ФРАГМЕНТ ТЕКСТА =>
::::::::::

# Компьютерные технологии > Игры (games) > Action & Arcade >  Batman Arkham Asylum HELP

## Bem

Помогите, я когда начинаю проходить уровень, где морг, ну Batman видит мёртвых родителей, у меня после этого вылетает игра и выводит такую ошибку:Runtime error!и моя папка с игрой This application has requested the Runtime to terminate it in an unual way.
Please contact the application`s support team for more information.
Что мне нужно сделать?

----------


## Flynn

у меня такое бывал изза патча который я ставил.
когда снес игру полностью и поставил заново без патча смог пройти все!

----------


## Bem

спасибо,надо попробовать

----------


## Bem

Всё равно вылетает,я без патча играю

----------


## Flynn

у тя какая версия игры?
1.1 или 1.0 ?
если 1.0 и ты сверху ставишь руссификатор, то это просто версия игры такая с глюками.
а если у тя версия 1.1 то возможно виновата твоя оперционка!

----------


## Bem

1.0 операционка Windows 7

_Добавлено через 51 секунду_
и русификатор я не ставил

----------


## Flynn

скачай хорошую новую 1.1
1.0 на многих компах даёт глюки.
если версия 1.1 тоже будет вылетать, значит твой Windows 7 сборка старая.

----------


## EverestC

Bem всё просто.... ставишь минималку на видео проходишь этот момент но таких ошибок в игре много поэтому всё пройти легче на минималках))))

----------


## Bem

Cпасибо,я попробую так сделать

----------

::::::::::

ИСХОДНЫЕ ЗАПИСИ =>
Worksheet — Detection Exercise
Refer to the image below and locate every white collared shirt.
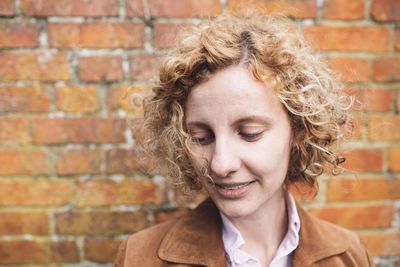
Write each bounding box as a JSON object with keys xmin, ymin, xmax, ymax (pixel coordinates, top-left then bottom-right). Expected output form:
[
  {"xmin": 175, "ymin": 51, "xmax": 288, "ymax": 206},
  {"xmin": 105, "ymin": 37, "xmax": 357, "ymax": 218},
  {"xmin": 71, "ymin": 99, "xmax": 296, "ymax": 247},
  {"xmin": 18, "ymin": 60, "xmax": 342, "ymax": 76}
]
[{"xmin": 220, "ymin": 192, "xmax": 300, "ymax": 267}]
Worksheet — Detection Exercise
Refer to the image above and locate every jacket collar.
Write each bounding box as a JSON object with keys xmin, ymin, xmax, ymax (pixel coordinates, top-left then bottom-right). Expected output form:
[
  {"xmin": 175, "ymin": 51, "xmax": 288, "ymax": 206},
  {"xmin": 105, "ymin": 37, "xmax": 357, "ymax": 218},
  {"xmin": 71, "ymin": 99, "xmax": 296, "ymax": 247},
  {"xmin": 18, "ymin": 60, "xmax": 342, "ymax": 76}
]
[{"xmin": 158, "ymin": 199, "xmax": 349, "ymax": 267}]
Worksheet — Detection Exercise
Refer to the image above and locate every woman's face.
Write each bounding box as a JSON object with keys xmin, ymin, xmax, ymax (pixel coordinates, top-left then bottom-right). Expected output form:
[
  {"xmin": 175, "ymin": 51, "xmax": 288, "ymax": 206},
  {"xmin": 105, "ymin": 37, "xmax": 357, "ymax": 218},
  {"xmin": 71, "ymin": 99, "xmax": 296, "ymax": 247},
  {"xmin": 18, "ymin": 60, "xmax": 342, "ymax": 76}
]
[{"xmin": 185, "ymin": 66, "xmax": 292, "ymax": 219}]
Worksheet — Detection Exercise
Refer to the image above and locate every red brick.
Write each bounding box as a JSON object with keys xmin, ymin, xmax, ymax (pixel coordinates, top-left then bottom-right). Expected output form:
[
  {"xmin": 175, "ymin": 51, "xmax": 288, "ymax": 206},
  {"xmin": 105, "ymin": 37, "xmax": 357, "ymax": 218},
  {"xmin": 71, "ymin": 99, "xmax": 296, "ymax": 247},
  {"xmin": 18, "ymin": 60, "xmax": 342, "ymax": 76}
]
[
  {"xmin": 0, "ymin": 150, "xmax": 50, "ymax": 175},
  {"xmin": 327, "ymin": 178, "xmax": 400, "ymax": 202},
  {"xmin": 360, "ymin": 232, "xmax": 400, "ymax": 256},
  {"xmin": 57, "ymin": 150, "xmax": 102, "ymax": 175},
  {"xmin": 374, "ymin": 57, "xmax": 400, "ymax": 82},
  {"xmin": 0, "ymin": 23, "xmax": 39, "ymax": 48},
  {"xmin": 228, "ymin": 0, "xmax": 317, "ymax": 19},
  {"xmin": 343, "ymin": 148, "xmax": 383, "ymax": 172},
  {"xmin": 21, "ymin": 0, "xmax": 119, "ymax": 17},
  {"xmin": 84, "ymin": 241, "xmax": 121, "ymax": 263},
  {"xmin": 153, "ymin": 23, "xmax": 193, "ymax": 48},
  {"xmin": 304, "ymin": 25, "xmax": 390, "ymax": 52},
  {"xmin": 55, "ymin": 210, "xmax": 149, "ymax": 235},
  {"xmin": 0, "ymin": 211, "xmax": 50, "ymax": 235},
  {"xmin": 32, "ymin": 118, "xmax": 126, "ymax": 144},
  {"xmin": 78, "ymin": 56, "xmax": 124, "ymax": 82},
  {"xmin": 76, "ymin": 180, "xmax": 162, "ymax": 206},
  {"xmin": 0, "ymin": 86, "xmax": 50, "ymax": 112},
  {"xmin": 388, "ymin": 147, "xmax": 400, "ymax": 172},
  {"xmin": 148, "ymin": 0, "xmax": 221, "ymax": 18},
  {"xmin": 56, "ymin": 85, "xmax": 100, "ymax": 112},
  {"xmin": 0, "ymin": 118, "xmax": 31, "ymax": 145},
  {"xmin": 310, "ymin": 206, "xmax": 393, "ymax": 229},
  {"xmin": 0, "ymin": 180, "xmax": 73, "ymax": 206},
  {"xmin": 368, "ymin": 116, "xmax": 400, "ymax": 141},
  {"xmin": 330, "ymin": 57, "xmax": 371, "ymax": 82},
  {"xmin": 0, "ymin": 0, "xmax": 15, "ymax": 16},
  {"xmin": 371, "ymin": 0, "xmax": 400, "ymax": 21},
  {"xmin": 0, "ymin": 53, "xmax": 70, "ymax": 82},
  {"xmin": 323, "ymin": 0, "xmax": 365, "ymax": 20}
]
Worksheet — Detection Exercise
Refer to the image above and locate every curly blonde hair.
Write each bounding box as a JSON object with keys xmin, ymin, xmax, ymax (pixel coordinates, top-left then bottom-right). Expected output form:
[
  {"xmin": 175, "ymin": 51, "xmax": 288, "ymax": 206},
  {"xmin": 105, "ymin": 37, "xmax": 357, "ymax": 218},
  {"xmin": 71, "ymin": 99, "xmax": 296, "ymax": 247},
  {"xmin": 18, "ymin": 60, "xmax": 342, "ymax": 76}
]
[{"xmin": 141, "ymin": 15, "xmax": 349, "ymax": 193}]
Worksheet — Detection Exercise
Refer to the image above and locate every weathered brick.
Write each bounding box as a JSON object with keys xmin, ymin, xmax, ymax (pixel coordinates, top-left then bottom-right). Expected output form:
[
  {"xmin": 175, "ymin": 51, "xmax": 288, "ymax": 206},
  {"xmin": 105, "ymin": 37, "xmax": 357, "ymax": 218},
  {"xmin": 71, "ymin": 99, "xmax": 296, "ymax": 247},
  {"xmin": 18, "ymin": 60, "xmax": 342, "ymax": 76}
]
[
  {"xmin": 374, "ymin": 57, "xmax": 400, "ymax": 82},
  {"xmin": 57, "ymin": 149, "xmax": 102, "ymax": 175},
  {"xmin": 0, "ymin": 211, "xmax": 50, "ymax": 236},
  {"xmin": 310, "ymin": 206, "xmax": 393, "ymax": 229},
  {"xmin": 0, "ymin": 150, "xmax": 50, "ymax": 175},
  {"xmin": 323, "ymin": 0, "xmax": 365, "ymax": 20},
  {"xmin": 304, "ymin": 25, "xmax": 390, "ymax": 52},
  {"xmin": 0, "ymin": 23, "xmax": 39, "ymax": 48},
  {"xmin": 78, "ymin": 56, "xmax": 124, "ymax": 82},
  {"xmin": 327, "ymin": 178, "xmax": 400, "ymax": 202},
  {"xmin": 0, "ymin": 180, "xmax": 74, "ymax": 206},
  {"xmin": 153, "ymin": 23, "xmax": 193, "ymax": 48},
  {"xmin": 76, "ymin": 180, "xmax": 162, "ymax": 206},
  {"xmin": 0, "ymin": 86, "xmax": 50, "ymax": 112},
  {"xmin": 55, "ymin": 210, "xmax": 149, "ymax": 235},
  {"xmin": 388, "ymin": 147, "xmax": 400, "ymax": 172},
  {"xmin": 330, "ymin": 57, "xmax": 371, "ymax": 82},
  {"xmin": 145, "ymin": 0, "xmax": 221, "ymax": 18},
  {"xmin": 368, "ymin": 116, "xmax": 400, "ymax": 141},
  {"xmin": 343, "ymin": 148, "xmax": 383, "ymax": 172},
  {"xmin": 0, "ymin": 53, "xmax": 70, "ymax": 82},
  {"xmin": 32, "ymin": 118, "xmax": 126, "ymax": 144},
  {"xmin": 56, "ymin": 85, "xmax": 100, "ymax": 112},
  {"xmin": 360, "ymin": 232, "xmax": 400, "ymax": 256},
  {"xmin": 0, "ymin": 0, "xmax": 15, "ymax": 16},
  {"xmin": 371, "ymin": 0, "xmax": 400, "ymax": 21},
  {"xmin": 227, "ymin": 0, "xmax": 317, "ymax": 19},
  {"xmin": 84, "ymin": 241, "xmax": 121, "ymax": 263},
  {"xmin": 21, "ymin": 0, "xmax": 119, "ymax": 17},
  {"xmin": 0, "ymin": 118, "xmax": 31, "ymax": 145}
]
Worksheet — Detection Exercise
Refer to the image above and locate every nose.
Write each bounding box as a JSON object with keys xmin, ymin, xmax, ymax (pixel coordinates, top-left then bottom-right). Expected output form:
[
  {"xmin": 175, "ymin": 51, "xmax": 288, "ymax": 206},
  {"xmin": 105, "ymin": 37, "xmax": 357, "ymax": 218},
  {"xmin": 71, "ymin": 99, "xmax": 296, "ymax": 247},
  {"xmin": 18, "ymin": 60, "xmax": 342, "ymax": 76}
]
[{"xmin": 210, "ymin": 139, "xmax": 241, "ymax": 177}]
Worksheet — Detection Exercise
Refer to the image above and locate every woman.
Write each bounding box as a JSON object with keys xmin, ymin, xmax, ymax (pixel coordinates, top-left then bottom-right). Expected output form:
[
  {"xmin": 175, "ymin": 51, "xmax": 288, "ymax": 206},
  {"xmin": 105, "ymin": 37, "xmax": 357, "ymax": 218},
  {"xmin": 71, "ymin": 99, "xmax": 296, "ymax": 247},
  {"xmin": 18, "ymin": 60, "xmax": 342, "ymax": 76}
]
[{"xmin": 115, "ymin": 15, "xmax": 373, "ymax": 267}]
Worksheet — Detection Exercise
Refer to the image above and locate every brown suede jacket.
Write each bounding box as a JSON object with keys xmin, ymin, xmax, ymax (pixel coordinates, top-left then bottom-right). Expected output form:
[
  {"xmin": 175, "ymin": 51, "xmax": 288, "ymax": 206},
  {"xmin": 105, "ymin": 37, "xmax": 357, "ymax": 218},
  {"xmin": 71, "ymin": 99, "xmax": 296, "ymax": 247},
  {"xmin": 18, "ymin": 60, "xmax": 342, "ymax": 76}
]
[{"xmin": 114, "ymin": 200, "xmax": 374, "ymax": 267}]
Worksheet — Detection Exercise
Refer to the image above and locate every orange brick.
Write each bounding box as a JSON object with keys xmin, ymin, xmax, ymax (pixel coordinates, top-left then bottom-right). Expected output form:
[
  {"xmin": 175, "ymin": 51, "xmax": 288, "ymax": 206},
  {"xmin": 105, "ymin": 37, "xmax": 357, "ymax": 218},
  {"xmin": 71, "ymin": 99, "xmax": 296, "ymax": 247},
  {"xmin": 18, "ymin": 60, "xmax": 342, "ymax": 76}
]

::::::::::

ЗАДАНИЯ =>
a - Какую версию игры и какую операционную систему называет Bem во фрагменте текста?
b - Отфильтруйте, пожалуйста, записи и выпишите каждую строку, где встречается слово "brick".

ОТВЕТЫ =>
a - Версию 1.0 и Windows 7.

b -
Refer to the image above and locate every red brick.
Refer to the image above and locate every weathered brick.
Refer to the image above and locate every orange brick.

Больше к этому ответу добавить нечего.